→ **Task item**
Return every line from the one with "positive clicks: (200, 119)" through the one with "negative clicks: (371, 79)", inclusive, exactly as it appears below.

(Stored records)

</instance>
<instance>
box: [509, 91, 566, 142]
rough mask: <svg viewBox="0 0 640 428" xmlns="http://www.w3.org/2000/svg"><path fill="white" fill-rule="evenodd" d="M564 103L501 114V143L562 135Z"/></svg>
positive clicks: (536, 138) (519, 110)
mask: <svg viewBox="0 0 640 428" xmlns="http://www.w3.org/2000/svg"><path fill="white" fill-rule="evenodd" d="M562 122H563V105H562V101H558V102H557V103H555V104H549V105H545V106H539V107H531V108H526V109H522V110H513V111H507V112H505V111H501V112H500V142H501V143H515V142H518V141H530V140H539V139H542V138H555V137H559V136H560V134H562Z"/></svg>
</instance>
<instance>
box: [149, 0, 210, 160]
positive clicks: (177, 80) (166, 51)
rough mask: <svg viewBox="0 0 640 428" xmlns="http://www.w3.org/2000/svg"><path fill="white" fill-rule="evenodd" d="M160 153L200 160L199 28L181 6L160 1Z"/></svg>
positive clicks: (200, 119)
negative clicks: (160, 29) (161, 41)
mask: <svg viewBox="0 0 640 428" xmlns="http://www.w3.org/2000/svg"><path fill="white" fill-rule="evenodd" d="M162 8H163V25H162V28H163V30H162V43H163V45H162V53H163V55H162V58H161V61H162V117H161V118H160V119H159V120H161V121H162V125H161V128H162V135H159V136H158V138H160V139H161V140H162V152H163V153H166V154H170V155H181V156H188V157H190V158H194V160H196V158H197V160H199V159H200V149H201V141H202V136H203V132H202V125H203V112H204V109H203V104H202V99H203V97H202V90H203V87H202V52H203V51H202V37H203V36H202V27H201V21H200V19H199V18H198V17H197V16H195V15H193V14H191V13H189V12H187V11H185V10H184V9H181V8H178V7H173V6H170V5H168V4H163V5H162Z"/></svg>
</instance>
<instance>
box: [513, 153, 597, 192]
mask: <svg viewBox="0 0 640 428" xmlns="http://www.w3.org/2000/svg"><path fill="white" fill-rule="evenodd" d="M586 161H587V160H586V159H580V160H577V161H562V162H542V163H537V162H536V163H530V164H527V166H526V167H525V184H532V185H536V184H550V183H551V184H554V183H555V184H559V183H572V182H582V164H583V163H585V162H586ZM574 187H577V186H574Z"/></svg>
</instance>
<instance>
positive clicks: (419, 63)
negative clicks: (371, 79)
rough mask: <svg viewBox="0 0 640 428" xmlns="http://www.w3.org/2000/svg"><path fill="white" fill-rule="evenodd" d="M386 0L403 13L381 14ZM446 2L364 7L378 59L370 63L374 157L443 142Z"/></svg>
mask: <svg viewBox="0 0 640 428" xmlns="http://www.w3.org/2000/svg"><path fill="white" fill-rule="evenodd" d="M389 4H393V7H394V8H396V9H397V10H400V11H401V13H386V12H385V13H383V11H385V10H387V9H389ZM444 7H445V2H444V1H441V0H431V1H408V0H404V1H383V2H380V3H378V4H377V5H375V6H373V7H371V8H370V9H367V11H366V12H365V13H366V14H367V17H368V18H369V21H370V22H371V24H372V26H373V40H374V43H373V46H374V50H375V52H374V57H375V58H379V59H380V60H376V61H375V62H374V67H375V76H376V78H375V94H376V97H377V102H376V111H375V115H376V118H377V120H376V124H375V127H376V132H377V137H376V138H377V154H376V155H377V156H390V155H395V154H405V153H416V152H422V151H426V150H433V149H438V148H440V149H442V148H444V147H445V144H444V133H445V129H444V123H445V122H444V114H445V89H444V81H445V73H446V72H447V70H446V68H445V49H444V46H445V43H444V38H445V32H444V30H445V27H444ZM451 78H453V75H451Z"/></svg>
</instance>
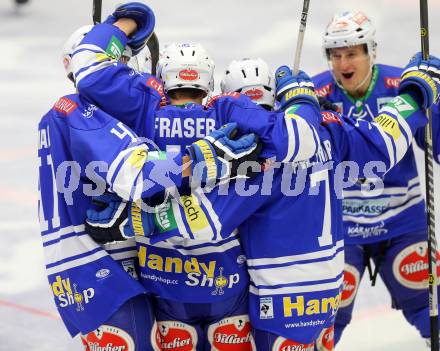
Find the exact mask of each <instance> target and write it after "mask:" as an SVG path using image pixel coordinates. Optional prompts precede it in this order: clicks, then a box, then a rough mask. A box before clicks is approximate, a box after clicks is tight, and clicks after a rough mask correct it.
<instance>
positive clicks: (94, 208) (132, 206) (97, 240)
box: [85, 193, 154, 244]
mask: <svg viewBox="0 0 440 351" xmlns="http://www.w3.org/2000/svg"><path fill="white" fill-rule="evenodd" d="M93 203H94V204H95V205H97V207H98V209H95V208H91V209H88V210H87V219H86V223H85V227H86V232H87V234H89V235H90V236H91V237H92V239H93V240H94V241H95V242H97V243H98V244H105V243H109V242H112V241H123V240H127V239H128V238H131V237H133V236H135V235H145V236H148V235H150V234H151V232H152V231H153V228H154V222H153V216H152V215H150V214H149V213H148V212H145V211H142V210H141V209H140V208H139V207H138V206H137V205H136V203H128V202H126V201H124V200H122V199H121V198H120V197H119V196H117V195H116V194H110V193H105V194H103V195H100V196H97V197H95V198H94V199H93Z"/></svg>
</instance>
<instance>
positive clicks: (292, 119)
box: [72, 24, 320, 162]
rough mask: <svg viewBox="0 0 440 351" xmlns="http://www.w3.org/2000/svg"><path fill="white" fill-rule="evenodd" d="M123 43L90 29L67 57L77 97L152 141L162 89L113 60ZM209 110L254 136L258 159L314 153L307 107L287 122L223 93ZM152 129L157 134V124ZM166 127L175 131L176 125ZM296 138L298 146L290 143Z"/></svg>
mask: <svg viewBox="0 0 440 351" xmlns="http://www.w3.org/2000/svg"><path fill="white" fill-rule="evenodd" d="M126 42H127V37H126V36H125V34H124V33H123V32H122V31H121V30H119V29H118V28H117V27H115V26H112V25H107V24H100V25H97V26H95V27H94V28H93V29H92V30H91V31H90V32H89V33H88V34H87V35H86V36H85V38H84V39H83V41H82V42H81V43H80V45H79V46H78V47H77V49H76V50H75V52H74V54H73V57H72V65H73V67H74V76H75V79H76V84H77V88H78V90H79V92H80V94H81V95H83V96H85V97H87V98H88V99H90V100H91V101H93V102H94V103H95V104H96V105H97V106H99V107H100V108H102V109H103V110H104V111H106V112H107V113H109V114H110V115H111V116H113V117H115V118H116V119H118V120H120V121H121V122H123V123H124V124H126V125H128V126H129V127H131V128H132V129H133V130H134V131H135V132H136V133H138V135H142V136H144V137H147V138H149V139H154V135H153V134H154V130H155V123H156V122H155V118H154V117H153V116H154V111H155V110H157V109H158V108H159V104H160V101H161V97H162V96H163V88H162V85H161V84H160V83H159V82H158V81H157V80H156V78H154V77H152V76H150V75H148V74H141V73H138V72H135V71H133V70H132V69H130V68H129V67H127V66H126V65H124V64H122V63H119V62H117V60H116V58H117V57H116V56H115V54H114V53H115V51H117V50H115V49H114V48H115V47H116V48H123V47H125V45H126ZM209 108H210V109H212V111H214V112H212V113H215V114H216V117H215V118H216V120H217V121H218V122H219V124H220V125H221V124H225V123H228V122H237V123H238V126H239V128H240V130H241V132H243V133H251V132H254V133H257V134H258V135H259V136H260V138H261V140H262V141H263V142H264V145H265V146H264V149H263V152H262V157H266V158H269V157H274V158H276V159H277V160H279V161H284V162H289V161H294V160H298V159H307V158H309V157H311V156H312V154H313V153H311V154H304V151H307V152H312V151H313V152H315V151H316V149H317V146H318V140H317V139H316V136H315V134H314V127H316V126H317V125H319V122H320V119H319V118H317V117H316V116H317V113H316V111H314V110H313V108H312V107H310V106H308V105H305V106H302V107H301V109H300V110H299V111H298V112H297V116H301V118H290V117H286V116H285V115H284V114H283V113H275V112H273V113H269V112H267V111H265V110H264V109H262V108H261V107H259V106H256V105H255V104H254V103H253V102H252V100H250V99H249V98H248V97H246V96H244V95H240V94H238V93H228V94H225V95H223V96H221V97H216V98H214V99H213V100H212V101H211V103H210V107H209ZM306 117H307V118H306ZM159 123H160V122H159ZM158 127H159V130H160V128H161V125H160V124H159V125H158ZM172 127H175V128H179V126H177V125H175V126H172ZM183 127H184V128H186V130H187V133H188V130H189V129H191V127H190V126H186V127H185V126H183ZM162 128H166V126H162ZM170 133H171V132H170ZM173 133H175V132H173ZM298 135H299V137H301V138H303V139H304V142H303V143H297V144H295V143H294V140H295V138H297V137H298ZM287 136H289V137H287ZM290 136H291V137H290ZM306 143H310V144H312V145H311V147H310V148H308V147H305V145H306Z"/></svg>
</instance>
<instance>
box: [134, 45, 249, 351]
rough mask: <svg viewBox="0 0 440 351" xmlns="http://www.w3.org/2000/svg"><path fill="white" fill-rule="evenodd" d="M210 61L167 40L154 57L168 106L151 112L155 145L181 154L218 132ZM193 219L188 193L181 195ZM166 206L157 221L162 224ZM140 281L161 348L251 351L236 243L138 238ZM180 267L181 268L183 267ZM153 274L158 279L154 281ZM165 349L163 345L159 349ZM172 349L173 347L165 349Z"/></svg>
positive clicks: (224, 239) (200, 52) (247, 323)
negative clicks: (149, 301)
mask: <svg viewBox="0 0 440 351" xmlns="http://www.w3.org/2000/svg"><path fill="white" fill-rule="evenodd" d="M213 75H214V62H213V61H212V59H211V58H210V55H209V54H208V53H207V52H206V50H205V49H204V48H203V47H202V46H201V45H200V44H189V43H172V44H169V45H168V46H166V47H165V49H164V50H163V51H162V52H161V55H160V60H159V62H158V66H157V76H158V78H159V79H161V81H162V82H163V86H164V91H165V94H166V96H167V100H168V101H170V104H169V105H167V106H165V107H163V108H161V109H160V110H158V111H157V112H156V115H155V121H156V124H155V129H156V135H155V138H154V142H155V143H156V144H157V146H158V147H159V148H160V149H166V147H169V146H170V145H178V146H179V147H181V148H182V149H185V147H186V146H188V145H189V144H191V143H193V142H195V141H196V140H197V139H200V138H201V137H204V136H205V135H206V134H209V133H210V131H212V130H213V129H214V128H216V127H218V126H219V125H218V123H217V122H216V119H215V115H214V114H213V111H212V110H209V109H205V107H204V106H203V105H202V102H203V100H204V99H205V98H206V97H207V96H208V95H209V94H210V93H211V92H212V90H213V87H214V80H213ZM182 201H183V203H184V204H185V206H186V208H187V214H188V215H189V216H197V210H195V209H196V208H197V204H195V203H194V198H193V197H192V196H191V194H188V195H187V196H182ZM169 211H170V209H168V208H167V207H166V206H163V207H162V208H161V212H160V215H159V218H163V219H164V221H163V222H162V224H163V225H166V224H169V225H174V226H175V225H177V223H175V222H173V221H170V222H167V218H166V214H167V213H168V212H169ZM136 240H137V242H138V249H139V253H138V255H139V258H140V260H141V281H142V283H143V284H144V286H145V288H146V289H147V291H148V292H150V293H151V294H152V295H153V296H154V297H153V300H154V306H155V313H156V319H157V323H158V334H157V335H158V340H159V342H160V344H161V345H163V348H164V349H166V350H170V351H171V350H176V351H178V350H181V349H182V347H183V345H185V347H186V348H188V349H191V350H198V351H199V350H200V351H202V350H229V349H230V347H231V346H233V347H234V350H237V351H239V350H242V351H251V350H256V348H255V343H254V341H253V338H252V334H251V325H250V322H249V316H248V313H247V307H248V301H247V297H248V285H249V277H248V274H247V270H246V262H245V257H244V254H243V251H242V249H241V246H240V242H239V238H238V236H237V234H236V232H234V233H233V234H232V235H231V236H230V237H228V238H227V239H223V240H217V241H210V240H208V241H206V240H205V241H203V240H197V241H192V240H187V239H185V238H182V237H175V238H170V239H168V240H166V241H163V242H160V243H156V244H153V243H151V241H150V239H149V238H148V237H145V236H137V237H136ZM182 266H183V269H182ZM157 277H160V279H157ZM165 345H166V346H165ZM170 345H173V347H170Z"/></svg>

→ **Exercise solution**
positive clicks: (200, 119)
negative clicks: (160, 29) (161, 41)
mask: <svg viewBox="0 0 640 428" xmlns="http://www.w3.org/2000/svg"><path fill="white" fill-rule="evenodd" d="M162 8H163V25H162V28H163V30H162V43H163V45H162V53H163V55H162V58H161V61H162V117H161V118H160V119H159V120H161V121H162V125H161V128H162V135H159V136H158V138H160V139H161V140H162V152H163V153H166V154H170V155H181V156H188V157H190V158H194V160H196V158H197V160H199V159H200V149H201V141H202V136H203V132H202V125H203V112H204V109H203V104H202V99H203V97H202V90H203V87H202V52H203V51H202V37H203V36H202V27H201V21H200V19H199V18H198V17H197V16H195V15H193V14H191V13H189V12H187V11H185V10H184V9H181V8H178V7H173V6H170V5H168V4H163V5H162Z"/></svg>
</instance>
<instance>
box: [513, 153, 597, 192]
mask: <svg viewBox="0 0 640 428" xmlns="http://www.w3.org/2000/svg"><path fill="white" fill-rule="evenodd" d="M586 161H587V160H586V159H580V160H577V161H562V162H542V163H537V162H536V163H530V164H527V166H526V167H525V184H532V185H536V184H550V183H551V184H554V183H555V184H559V183H572V182H582V164H583V163H585V162H586ZM574 187H577V186H574Z"/></svg>
</instance>
<instance>
positive clicks: (419, 63)
negative clicks: (371, 79)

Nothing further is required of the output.